Task details
Copy the material from the line containing "Where can the rice" up to and including the line containing "<point>440,60</point>", requests included. Scale every point coordinate in the answers by 0.9 and round to whole numbers with halves rounded up, leaving the requests and their format samples unchanged.

Records to process
********************

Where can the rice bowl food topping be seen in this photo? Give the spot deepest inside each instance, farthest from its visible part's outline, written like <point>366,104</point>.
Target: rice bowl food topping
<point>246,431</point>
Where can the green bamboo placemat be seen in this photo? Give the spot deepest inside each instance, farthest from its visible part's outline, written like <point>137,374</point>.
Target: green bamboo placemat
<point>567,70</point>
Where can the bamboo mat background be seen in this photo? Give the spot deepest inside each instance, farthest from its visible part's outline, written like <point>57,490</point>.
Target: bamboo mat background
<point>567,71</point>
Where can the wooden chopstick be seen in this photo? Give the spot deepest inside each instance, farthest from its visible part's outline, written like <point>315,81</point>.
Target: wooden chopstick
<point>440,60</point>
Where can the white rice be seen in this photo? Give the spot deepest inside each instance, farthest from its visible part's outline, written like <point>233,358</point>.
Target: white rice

********************

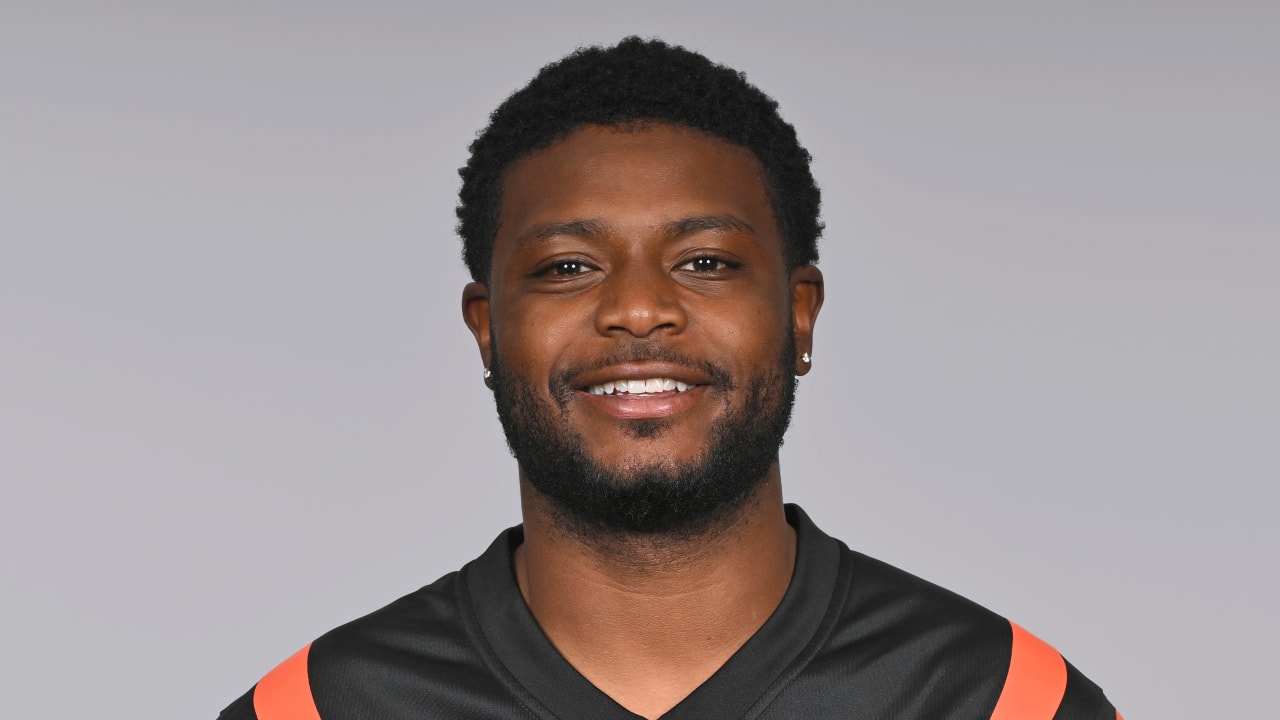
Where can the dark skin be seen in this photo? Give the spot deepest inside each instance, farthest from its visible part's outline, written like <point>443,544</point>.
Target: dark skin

********************

Worked answer
Where can the rice bowl food topping be seen in this photo? Give the spot deepest inside each instance, farthest from its visible part's outline, written like <point>366,104</point>.
Target: rice bowl food topping
<point>221,388</point>
Where can the green bamboo placemat be seen in this photo? Give the spot deepest inside each instance, farthest from its visible part's outline, written like <point>137,374</point>.
Target: green bamboo placemat
<point>510,63</point>
Where can the bamboo mat background be seen in this photo? Give the spot deepest inside each instance, farthest from its visible part's outline, written like <point>57,490</point>.
Target: bamboo mat background
<point>510,64</point>
Where can the wooden chopstick be seen in this photo? Give the spot deepest inside each instance, farthest from its visible part's outline, written like <point>315,81</point>.
Target: wooden chopstick
<point>396,54</point>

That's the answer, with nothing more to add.